*** DATA EXTRACTS ***
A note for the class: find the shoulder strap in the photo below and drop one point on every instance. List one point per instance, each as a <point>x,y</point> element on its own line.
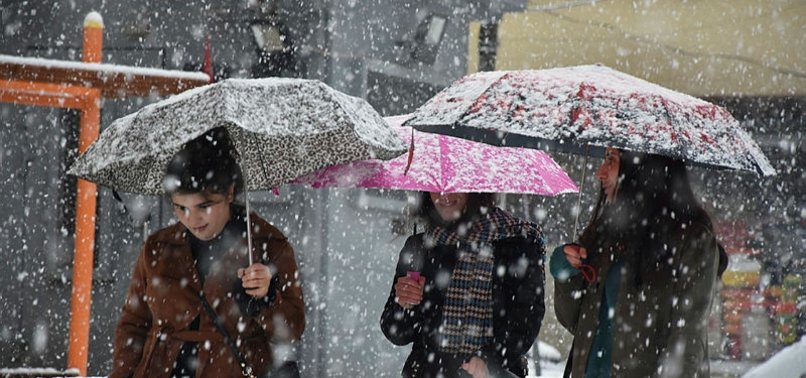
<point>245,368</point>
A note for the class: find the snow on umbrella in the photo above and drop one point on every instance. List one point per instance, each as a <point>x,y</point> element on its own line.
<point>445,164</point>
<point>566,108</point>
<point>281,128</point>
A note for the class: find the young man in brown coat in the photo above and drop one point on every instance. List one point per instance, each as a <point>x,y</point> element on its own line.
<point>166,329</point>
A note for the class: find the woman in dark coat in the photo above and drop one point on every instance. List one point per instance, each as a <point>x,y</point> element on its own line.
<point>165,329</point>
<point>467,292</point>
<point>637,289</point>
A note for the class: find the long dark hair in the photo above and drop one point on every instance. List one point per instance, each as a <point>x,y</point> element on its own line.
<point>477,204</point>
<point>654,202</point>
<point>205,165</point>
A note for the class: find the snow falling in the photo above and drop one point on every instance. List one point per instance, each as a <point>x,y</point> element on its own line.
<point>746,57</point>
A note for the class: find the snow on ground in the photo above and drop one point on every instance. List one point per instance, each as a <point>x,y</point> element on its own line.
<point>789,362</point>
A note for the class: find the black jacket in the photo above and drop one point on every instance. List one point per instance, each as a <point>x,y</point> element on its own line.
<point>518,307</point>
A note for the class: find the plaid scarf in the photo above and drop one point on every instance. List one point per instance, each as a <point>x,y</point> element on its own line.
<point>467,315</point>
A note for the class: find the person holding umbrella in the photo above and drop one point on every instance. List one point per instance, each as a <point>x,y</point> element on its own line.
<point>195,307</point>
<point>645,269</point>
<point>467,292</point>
*** End of DATA EXTRACTS ***
● REQUIRED WORK
Print all the entries again exactly as written, but without the pictures.

● ANSWER FOR THIS EXERCISE
A note for the class: find the shoulder strap in the photo below and drop one point on every instance. List one point per instance, each as a <point>x,y</point> element on its own line.
<point>245,368</point>
A note for the class: find the snow on umbrella in the photo above and drop one point on every instance. List one point per instance, each as a <point>x,y</point> element on its own line.
<point>445,164</point>
<point>566,108</point>
<point>281,128</point>
A note for the class: find the young man in brown coat in the photo above and drop one point on every instance. List one point per instance, each as a <point>x,y</point> element on its own line.
<point>166,329</point>
A note for the class: find the woman in dark coat in the photo above and drop one point on every instance. List one point per instance, each as a <point>x,y</point> element on its own line.
<point>165,329</point>
<point>467,292</point>
<point>637,289</point>
A note for the class: find the long dark hair in the photo above and drop one point on every instance. List one point per instance, each as a <point>x,y</point> element on its own line.
<point>477,204</point>
<point>654,202</point>
<point>205,165</point>
A note for the class: find the snow falling in the photo above and drop one point on every instance. List one point per instance, each as a <point>x,y</point> element on its own line.
<point>746,57</point>
A note for the class: find the snow on ground in the photo above and drop one point on every instance. List one point per instance, each as a <point>x,y</point> element on its own line.
<point>789,362</point>
A note for the class: find the black jacket in the photo above and drop one point on every instance. List one point per instance, each as a <point>x,y</point> element on its own line.
<point>518,307</point>
A note for the class: find the plaid scarf in the photo above and drop one point on every instance. List one point per instance, each as a <point>x,y</point> element on its own line.
<point>467,315</point>
A note for the class: find the person holding umbrella in the photo above and drop one point on every instance. List one point per instance, each as a <point>x,y</point> element on its own line.
<point>195,307</point>
<point>645,269</point>
<point>467,292</point>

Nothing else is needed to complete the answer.